**Requirements:**
Change every "flying wasp" in the material below to "hovering wasp", and reproduce all the remaining lines unaltered.

**Given information:**
——————
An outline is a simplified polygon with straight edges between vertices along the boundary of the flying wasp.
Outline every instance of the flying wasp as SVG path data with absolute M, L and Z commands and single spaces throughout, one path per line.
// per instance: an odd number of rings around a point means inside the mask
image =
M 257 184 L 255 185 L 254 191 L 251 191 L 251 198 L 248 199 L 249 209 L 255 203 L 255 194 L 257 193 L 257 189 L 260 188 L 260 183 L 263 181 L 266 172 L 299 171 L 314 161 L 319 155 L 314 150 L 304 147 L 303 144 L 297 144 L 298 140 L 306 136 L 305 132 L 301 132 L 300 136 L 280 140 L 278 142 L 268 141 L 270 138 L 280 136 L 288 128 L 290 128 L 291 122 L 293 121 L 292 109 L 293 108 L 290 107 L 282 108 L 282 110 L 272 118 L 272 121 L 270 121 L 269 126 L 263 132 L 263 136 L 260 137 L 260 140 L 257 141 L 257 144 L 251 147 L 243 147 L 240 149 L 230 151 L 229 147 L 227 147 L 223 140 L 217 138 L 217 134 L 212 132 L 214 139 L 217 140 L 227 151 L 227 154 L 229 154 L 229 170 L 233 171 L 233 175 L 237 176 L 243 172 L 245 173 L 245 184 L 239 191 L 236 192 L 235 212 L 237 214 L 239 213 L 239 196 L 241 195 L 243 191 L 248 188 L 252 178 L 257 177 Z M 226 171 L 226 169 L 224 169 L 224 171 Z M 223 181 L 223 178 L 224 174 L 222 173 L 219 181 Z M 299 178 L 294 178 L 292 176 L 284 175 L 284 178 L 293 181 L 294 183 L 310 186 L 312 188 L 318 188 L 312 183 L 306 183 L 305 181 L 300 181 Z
——————
**Response:**
An outline is a simplified polygon with straight edges between vertices along the boundary of the hovering wasp.
Outline every instance of the hovering wasp as SVG path data with absolute M, L and Z commands and single spaces throughout, one path per line.
// per instance: an odd number of rings around a point means inside the mask
image =
M 257 184 L 255 185 L 254 191 L 251 191 L 251 198 L 248 199 L 249 209 L 255 203 L 255 194 L 257 193 L 257 189 L 260 188 L 260 183 L 263 181 L 266 172 L 299 171 L 314 161 L 319 155 L 314 150 L 304 147 L 303 144 L 297 144 L 298 140 L 306 136 L 305 132 L 301 132 L 300 136 L 280 140 L 278 142 L 268 141 L 270 138 L 280 136 L 288 128 L 290 128 L 291 122 L 293 121 L 292 109 L 293 108 L 290 107 L 282 108 L 282 110 L 272 118 L 272 121 L 270 121 L 269 126 L 263 132 L 263 136 L 260 137 L 260 140 L 257 141 L 257 144 L 251 147 L 243 147 L 240 149 L 230 151 L 229 147 L 227 147 L 223 140 L 217 138 L 217 134 L 212 132 L 214 139 L 217 140 L 227 151 L 227 154 L 229 154 L 229 170 L 233 171 L 233 175 L 237 176 L 243 172 L 245 173 L 245 184 L 239 191 L 236 192 L 235 212 L 237 214 L 239 213 L 239 196 L 241 195 L 243 191 L 248 188 L 252 178 L 257 177 Z M 226 171 L 226 169 L 224 169 L 224 171 Z M 223 181 L 223 178 L 224 174 L 222 173 L 219 181 Z M 299 178 L 294 178 L 292 176 L 284 175 L 284 178 L 293 181 L 294 183 L 310 186 L 312 188 L 318 188 L 312 183 L 306 183 L 305 181 L 300 181 Z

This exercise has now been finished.